DIRECTION —
Could you copy every one of the rows below word for word, leaving out the pictures?

Dataset rows on where objects appear —
*****

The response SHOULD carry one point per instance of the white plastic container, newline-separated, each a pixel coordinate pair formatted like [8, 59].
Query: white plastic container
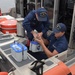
[18, 51]
[35, 46]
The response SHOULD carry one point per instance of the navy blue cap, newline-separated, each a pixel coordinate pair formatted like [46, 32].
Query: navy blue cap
[42, 14]
[60, 28]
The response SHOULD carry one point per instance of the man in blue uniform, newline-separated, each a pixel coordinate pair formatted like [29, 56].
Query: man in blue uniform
[56, 42]
[38, 20]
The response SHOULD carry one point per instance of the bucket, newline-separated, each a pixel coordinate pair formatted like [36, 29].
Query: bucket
[9, 26]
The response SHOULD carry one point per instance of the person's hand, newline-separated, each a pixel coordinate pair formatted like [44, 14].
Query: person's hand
[39, 40]
[40, 34]
[34, 34]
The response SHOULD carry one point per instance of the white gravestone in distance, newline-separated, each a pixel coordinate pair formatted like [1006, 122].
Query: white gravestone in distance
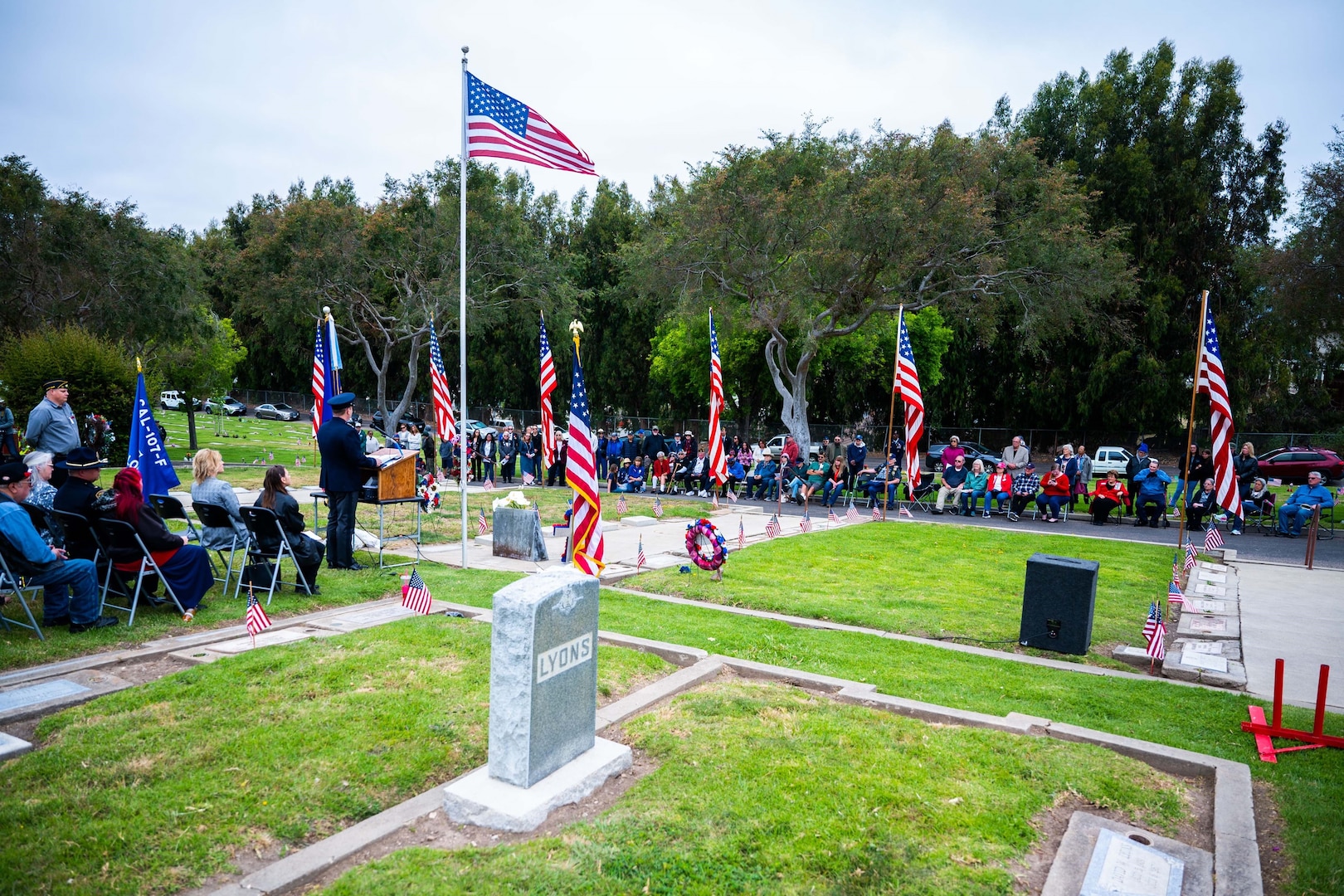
[543, 707]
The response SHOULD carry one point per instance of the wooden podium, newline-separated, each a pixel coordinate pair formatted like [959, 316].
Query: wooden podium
[396, 477]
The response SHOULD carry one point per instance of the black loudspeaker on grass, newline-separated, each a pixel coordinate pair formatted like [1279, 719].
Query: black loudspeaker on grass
[1058, 602]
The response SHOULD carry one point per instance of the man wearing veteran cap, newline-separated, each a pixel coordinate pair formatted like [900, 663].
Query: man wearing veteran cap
[27, 555]
[344, 470]
[51, 426]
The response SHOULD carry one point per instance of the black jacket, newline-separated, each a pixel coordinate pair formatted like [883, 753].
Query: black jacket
[344, 464]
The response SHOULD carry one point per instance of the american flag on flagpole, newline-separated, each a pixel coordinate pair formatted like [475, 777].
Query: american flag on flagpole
[257, 618]
[416, 594]
[908, 381]
[1155, 633]
[1214, 383]
[500, 127]
[587, 546]
[548, 387]
[715, 450]
[444, 421]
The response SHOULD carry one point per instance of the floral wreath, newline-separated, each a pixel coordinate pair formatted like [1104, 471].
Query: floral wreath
[706, 546]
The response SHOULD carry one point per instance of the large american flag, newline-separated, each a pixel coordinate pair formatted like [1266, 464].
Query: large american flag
[548, 387]
[444, 421]
[1214, 383]
[499, 127]
[587, 544]
[717, 453]
[908, 381]
[416, 597]
[257, 618]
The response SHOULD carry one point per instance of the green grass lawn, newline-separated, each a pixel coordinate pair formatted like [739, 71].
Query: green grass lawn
[153, 789]
[932, 581]
[767, 789]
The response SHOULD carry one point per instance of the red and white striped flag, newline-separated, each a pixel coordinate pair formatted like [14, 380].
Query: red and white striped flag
[1214, 383]
[416, 594]
[548, 387]
[444, 421]
[257, 618]
[500, 127]
[908, 382]
[717, 451]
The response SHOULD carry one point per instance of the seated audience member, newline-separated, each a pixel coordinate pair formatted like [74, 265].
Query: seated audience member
[835, 481]
[41, 465]
[661, 472]
[1023, 490]
[997, 488]
[1054, 494]
[186, 567]
[1202, 504]
[889, 476]
[308, 550]
[1152, 494]
[78, 494]
[953, 483]
[1304, 503]
[761, 484]
[207, 488]
[28, 557]
[1109, 494]
[1259, 499]
[976, 488]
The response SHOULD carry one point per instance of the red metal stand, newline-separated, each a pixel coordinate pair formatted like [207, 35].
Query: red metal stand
[1311, 739]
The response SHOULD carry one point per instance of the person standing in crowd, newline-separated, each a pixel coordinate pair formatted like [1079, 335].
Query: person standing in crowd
[1015, 457]
[344, 470]
[41, 563]
[1246, 466]
[1108, 496]
[52, 427]
[308, 551]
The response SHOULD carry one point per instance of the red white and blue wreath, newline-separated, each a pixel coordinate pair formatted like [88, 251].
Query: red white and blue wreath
[706, 546]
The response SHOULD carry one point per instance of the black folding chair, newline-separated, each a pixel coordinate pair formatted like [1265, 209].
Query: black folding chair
[216, 516]
[119, 535]
[262, 524]
[10, 583]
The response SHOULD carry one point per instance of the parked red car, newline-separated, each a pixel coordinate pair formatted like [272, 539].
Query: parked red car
[1293, 464]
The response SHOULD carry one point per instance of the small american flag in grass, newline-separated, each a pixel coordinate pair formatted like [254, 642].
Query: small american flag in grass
[257, 618]
[416, 594]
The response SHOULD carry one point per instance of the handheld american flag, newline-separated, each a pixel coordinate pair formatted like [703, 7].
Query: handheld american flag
[908, 381]
[717, 451]
[500, 127]
[444, 421]
[587, 544]
[548, 387]
[1214, 383]
[257, 618]
[416, 594]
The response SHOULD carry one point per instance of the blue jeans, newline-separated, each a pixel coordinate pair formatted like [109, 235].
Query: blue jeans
[56, 585]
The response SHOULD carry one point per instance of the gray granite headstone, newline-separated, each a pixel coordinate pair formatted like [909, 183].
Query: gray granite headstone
[518, 533]
[543, 674]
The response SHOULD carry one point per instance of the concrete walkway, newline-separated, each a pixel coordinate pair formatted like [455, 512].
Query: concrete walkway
[1294, 614]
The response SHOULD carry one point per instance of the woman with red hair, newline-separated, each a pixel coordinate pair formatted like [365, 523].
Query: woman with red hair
[186, 567]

*****

SOLUTION FOR THIS EXERCISE —
The response SHOULD carry one point per instance of the white plastic container, newline-separated, each a pixel coordinate pair formatted like [8, 59].
Query: white plastic container
[18, 51]
[35, 46]
The response SHOULD carry one point per instance of the navy blue cap, newline-separated, each a pixel coordinate pair formatted like [46, 32].
Query: navy blue cap
[42, 14]
[60, 28]
The response SHOULD carry one point per instance of the man in blue uniform, newline-separated, each a pixel coordinate pair formatted like [29, 56].
Query: man in blue uniform
[56, 42]
[38, 20]
The response SHOULD carry one point per instance of the bucket, newline-separated, each a pixel coordinate pair formatted like [36, 29].
Query: bucket
[9, 26]
The response SHOULD carry one point per instance of the person's hand, newline-separated, each a pixel coordinate pair formatted like [44, 14].
Query: person's hand
[39, 40]
[40, 34]
[34, 34]
The response SHOULD carry one point per instance of the white gravestone in distance, newline-separated, each a pixel coordinate pair formatted like [1006, 122].
Query: white gravestone in distance
[543, 707]
The response SHOULD carry one point per instance of the wooden podium, newline-separated, each a pixel coordinate pair formatted like [959, 316].
Query: wooden podium
[396, 477]
The response SHOULD carry one point per instance of the black loudspeaker on grass, newline-separated, each a pixel coordinate pair formatted like [1279, 719].
Query: black loudspeaker on grass
[1058, 602]
The response SHOULD carry one point per instance of the man wearing veteran cap, newline-separated, each a pixel coordinate pair formatted like [900, 663].
Query: man wearing veteran cap
[27, 555]
[344, 470]
[51, 426]
The response SHOULD carry one point per instance of the black jacket, newline-separated, each a pixel coordinate pair formatted like [883, 753].
Query: black jacket
[344, 464]
The response SHOULD carry one point per instance of the american flag on flagpole, newline-separated, each a pixel coordinate pair formatted like [475, 777].
Query: american flag on flagpole
[257, 618]
[416, 594]
[908, 381]
[1155, 633]
[1214, 383]
[500, 127]
[587, 546]
[548, 387]
[715, 450]
[444, 421]
The response SHOULD carry one point per instance of the floral wreath, newline-separated, each a pixel coordinate pair formatted like [1104, 471].
Query: floral wreath
[706, 546]
The response SHOULD carry one point per instance of the large american flag, newline-separated, each a pixel coordinate pair formatted like [1266, 464].
Query: large american flag
[548, 387]
[444, 421]
[1214, 383]
[499, 127]
[587, 544]
[717, 453]
[908, 381]
[416, 597]
[257, 618]
The response SHOULD carry one point per instance of the green grass lawn, newline-separated, each a pixel coordinate pair formatted like [739, 71].
Query: green grass lawn
[153, 789]
[932, 581]
[767, 789]
The response SHOULD carry one point per instance of the red and white striped flag, newline-separated, each a pixel coordinate pair formatted like [14, 380].
Query: red and white striped flag
[1214, 383]
[416, 594]
[548, 387]
[444, 421]
[257, 618]
[500, 127]
[908, 382]
[717, 451]
The response SHOULD carry one point per instance of the seated audience member, newline-separated, each a pixel coordinate pair formatted like [74, 265].
Query: seated audience member
[835, 481]
[41, 465]
[661, 472]
[1023, 490]
[997, 488]
[1054, 494]
[186, 567]
[1202, 504]
[889, 476]
[308, 550]
[1152, 494]
[78, 494]
[953, 483]
[1304, 503]
[761, 484]
[207, 488]
[28, 557]
[1109, 494]
[1259, 499]
[976, 488]
The response SHOULD carry one point per instance of the red metal stand, newline-separated, each a pixel coordinate pair formatted like [207, 35].
Query: red metal stand
[1311, 739]
The response SHOULD carry one point per instance of the person standing in crowd, newline-separated, each a pixel coordinate pair formatted like [1079, 335].
Query: person standing in crowd
[1015, 457]
[344, 470]
[41, 563]
[1246, 466]
[1108, 496]
[52, 427]
[308, 551]
The response SHOULD carry one point per instance of the red white and blue wreath, newline-separated, each a pixel coordinate pair formatted like [88, 251].
Query: red white and blue wreath
[706, 546]
The response SHOULD carry one point per instance of the black folding chair, newline-separated, each a pixel coordinate pair formatted like [1265, 209].
Query: black folding chair
[216, 516]
[119, 535]
[262, 524]
[10, 583]
The response SHOULD carry one point per instance of the parked red car, newline-separated, each a pixel coordinate pair formatted like [272, 539].
Query: parked red car
[1293, 464]
The response SHOULD carry one point per instance of the small american flag in grass, newline-separated, each a pixel coordinate pair formatted like [254, 642].
Query: small american flag in grass
[257, 618]
[416, 594]
The response SHOULD carry one point per instance of the handheld american flag, newline-separated, each a pixel coordinate pair formatted like [703, 7].
Query: handheld american flag
[908, 381]
[717, 451]
[500, 127]
[444, 421]
[587, 544]
[548, 387]
[1214, 383]
[257, 618]
[416, 594]
The response SHOULD carry one point per instance of the blue jeans, newline-separated, each a pixel coordinate pair formatted like [109, 235].
Query: blue jeans
[56, 585]
The response SHOULD carry one point per instance of the gray granite headstone, newline-separated, each a pixel coordinate pair formatted like [909, 183].
Query: gray granite headstone
[518, 533]
[543, 674]
The response SHOULD carry one point per instance of the concrete walkway, newline-separated, each a pixel coordinate pair formatted like [455, 512].
Query: concrete walkway
[1294, 614]
The response SHOULD carry one point per instance of the woman with red hair, newline-separated, each a pixel coordinate pair formatted like [365, 523].
Query: woman with red hair
[186, 567]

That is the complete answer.